Directions: Edit the listing from its first line through the line containing "x=457 y=323", swapping "duck" for "goose" and leaving everything else unchanged.
-- start of Task material --
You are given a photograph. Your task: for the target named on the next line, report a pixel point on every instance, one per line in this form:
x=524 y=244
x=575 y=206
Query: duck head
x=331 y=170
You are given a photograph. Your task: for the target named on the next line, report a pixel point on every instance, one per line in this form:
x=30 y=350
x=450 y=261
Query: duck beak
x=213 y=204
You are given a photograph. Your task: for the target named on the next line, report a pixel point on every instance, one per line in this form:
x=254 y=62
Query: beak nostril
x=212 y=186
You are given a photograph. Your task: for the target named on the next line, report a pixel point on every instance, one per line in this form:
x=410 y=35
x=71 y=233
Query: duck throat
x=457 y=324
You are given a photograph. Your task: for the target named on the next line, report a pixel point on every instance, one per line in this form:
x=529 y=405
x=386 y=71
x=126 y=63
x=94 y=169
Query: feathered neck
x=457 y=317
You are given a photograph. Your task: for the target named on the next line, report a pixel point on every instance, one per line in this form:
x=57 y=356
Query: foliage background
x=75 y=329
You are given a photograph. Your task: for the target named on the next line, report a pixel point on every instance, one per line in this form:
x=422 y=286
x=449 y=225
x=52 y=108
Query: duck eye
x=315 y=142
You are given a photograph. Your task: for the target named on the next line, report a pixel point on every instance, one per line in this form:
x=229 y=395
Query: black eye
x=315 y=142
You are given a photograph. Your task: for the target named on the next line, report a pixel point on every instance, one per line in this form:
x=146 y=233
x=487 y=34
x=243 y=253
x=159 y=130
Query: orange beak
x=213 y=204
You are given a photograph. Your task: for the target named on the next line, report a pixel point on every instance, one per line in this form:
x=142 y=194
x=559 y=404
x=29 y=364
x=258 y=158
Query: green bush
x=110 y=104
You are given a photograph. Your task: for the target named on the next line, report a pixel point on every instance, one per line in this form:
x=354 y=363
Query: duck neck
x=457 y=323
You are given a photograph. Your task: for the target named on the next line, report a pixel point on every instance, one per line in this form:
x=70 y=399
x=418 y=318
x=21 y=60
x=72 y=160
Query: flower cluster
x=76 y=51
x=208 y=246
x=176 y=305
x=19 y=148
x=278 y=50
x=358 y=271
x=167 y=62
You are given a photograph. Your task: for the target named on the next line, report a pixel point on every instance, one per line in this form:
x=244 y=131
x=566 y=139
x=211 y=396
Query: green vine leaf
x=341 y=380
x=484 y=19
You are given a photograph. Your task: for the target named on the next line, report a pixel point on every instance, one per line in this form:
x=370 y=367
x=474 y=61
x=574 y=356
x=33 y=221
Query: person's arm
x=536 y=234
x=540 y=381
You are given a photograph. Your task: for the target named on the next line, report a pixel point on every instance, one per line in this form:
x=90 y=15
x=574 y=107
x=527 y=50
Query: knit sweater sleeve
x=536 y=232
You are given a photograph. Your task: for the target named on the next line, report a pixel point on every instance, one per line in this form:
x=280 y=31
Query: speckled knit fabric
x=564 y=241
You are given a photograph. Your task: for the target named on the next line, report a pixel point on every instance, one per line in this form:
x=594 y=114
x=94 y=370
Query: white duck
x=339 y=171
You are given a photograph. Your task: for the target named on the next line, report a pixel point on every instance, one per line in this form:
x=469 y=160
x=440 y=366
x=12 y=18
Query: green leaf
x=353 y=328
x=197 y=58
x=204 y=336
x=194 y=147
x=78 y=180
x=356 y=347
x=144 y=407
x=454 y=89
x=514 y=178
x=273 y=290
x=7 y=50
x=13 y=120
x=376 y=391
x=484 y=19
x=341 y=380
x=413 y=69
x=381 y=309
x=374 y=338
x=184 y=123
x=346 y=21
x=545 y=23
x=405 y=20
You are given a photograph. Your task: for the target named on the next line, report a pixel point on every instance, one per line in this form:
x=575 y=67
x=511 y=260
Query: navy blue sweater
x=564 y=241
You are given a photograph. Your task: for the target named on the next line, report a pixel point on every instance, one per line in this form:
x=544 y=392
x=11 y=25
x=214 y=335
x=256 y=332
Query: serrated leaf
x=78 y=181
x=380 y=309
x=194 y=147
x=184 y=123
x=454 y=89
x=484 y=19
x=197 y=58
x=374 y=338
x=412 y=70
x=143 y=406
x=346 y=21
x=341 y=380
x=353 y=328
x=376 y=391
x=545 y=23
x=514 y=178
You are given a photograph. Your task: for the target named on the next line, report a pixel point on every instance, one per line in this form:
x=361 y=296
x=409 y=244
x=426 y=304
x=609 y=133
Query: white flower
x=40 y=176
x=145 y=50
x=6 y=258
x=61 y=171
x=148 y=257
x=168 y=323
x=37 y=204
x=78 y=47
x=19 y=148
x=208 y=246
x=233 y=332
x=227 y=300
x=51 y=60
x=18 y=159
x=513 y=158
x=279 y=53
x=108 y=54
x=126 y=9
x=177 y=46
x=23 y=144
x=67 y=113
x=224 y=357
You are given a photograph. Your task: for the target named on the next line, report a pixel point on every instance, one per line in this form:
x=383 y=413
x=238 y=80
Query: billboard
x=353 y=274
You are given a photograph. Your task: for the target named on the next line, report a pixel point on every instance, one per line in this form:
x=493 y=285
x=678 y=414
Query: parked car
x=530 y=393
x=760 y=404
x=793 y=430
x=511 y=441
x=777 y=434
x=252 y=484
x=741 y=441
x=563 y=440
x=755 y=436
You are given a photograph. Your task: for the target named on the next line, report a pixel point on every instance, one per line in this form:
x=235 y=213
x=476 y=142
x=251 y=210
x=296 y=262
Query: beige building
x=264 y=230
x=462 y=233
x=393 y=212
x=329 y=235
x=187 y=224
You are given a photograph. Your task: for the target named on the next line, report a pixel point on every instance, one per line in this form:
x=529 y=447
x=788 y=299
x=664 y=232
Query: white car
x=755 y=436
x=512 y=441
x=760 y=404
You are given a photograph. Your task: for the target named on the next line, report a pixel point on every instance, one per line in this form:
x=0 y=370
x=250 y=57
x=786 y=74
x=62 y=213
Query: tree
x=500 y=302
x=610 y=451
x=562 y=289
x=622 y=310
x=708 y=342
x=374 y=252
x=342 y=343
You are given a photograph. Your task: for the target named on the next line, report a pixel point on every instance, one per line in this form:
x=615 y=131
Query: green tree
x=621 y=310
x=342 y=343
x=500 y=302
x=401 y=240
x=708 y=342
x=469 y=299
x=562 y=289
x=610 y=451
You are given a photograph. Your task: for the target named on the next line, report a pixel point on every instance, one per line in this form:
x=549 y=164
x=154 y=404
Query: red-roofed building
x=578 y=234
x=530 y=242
-- end of Task material --
Result of this exercise:
You are given a photograph. Your task: for the target named on the next line, report a pixel point on every instance, one per line in this form:
x=524 y=244
x=575 y=206
Query: goose head
x=331 y=170
You are given a photograph. Your task: for the target named on the next line, report a pixel point on every instance, one per line in this form:
x=30 y=350
x=450 y=261
Query: goose beak
x=213 y=204
You are given a photograph. Your task: for the target named on the next line, report a pixel point on every instance, one per line in this form:
x=254 y=62
Query: beak nostril
x=212 y=186
You are given a photograph. Your task: for the target named on the next line, report a pixel point on every instance, one per line in this form:
x=410 y=35
x=71 y=233
Query: goose throat
x=457 y=324
You are given a photograph. Your task: for the target named on the next line, report a pixel point on every instance, one per line in this form:
x=529 y=405
x=386 y=71
x=126 y=63
x=94 y=169
Query: feathered neck
x=457 y=317
You are given a photograph. Your task: for the target named on the next line, report a pixel point on every instance, one per line in this form:
x=57 y=356
Query: foliage background
x=75 y=329
You are given a photograph. Your task: for the target named on the next line, report a pixel point on every instance, one per line in this form:
x=422 y=286
x=449 y=225
x=52 y=108
Query: goose eye
x=315 y=142
You are given a photograph. Your task: for the target named on the next line, report a pixel point on every instance, one per line in this form:
x=229 y=395
Query: black eye
x=315 y=142
You are given a photograph. Your task: for the target named on the next line, report a pixel point on every instance, one per line in this form:
x=146 y=233
x=487 y=34
x=243 y=253
x=159 y=130
Query: orange beak
x=213 y=204
You are given a photograph. Your task: for the target named on the next line, report a pixel point on every instance, one per line in this form:
x=142 y=194
x=559 y=404
x=29 y=364
x=258 y=158
Query: green bush
x=110 y=104
You are given a photograph. Your task: for the target named on the next line, report a pixel point on every instance, one per line in this form:
x=354 y=363
Query: goose neck
x=457 y=323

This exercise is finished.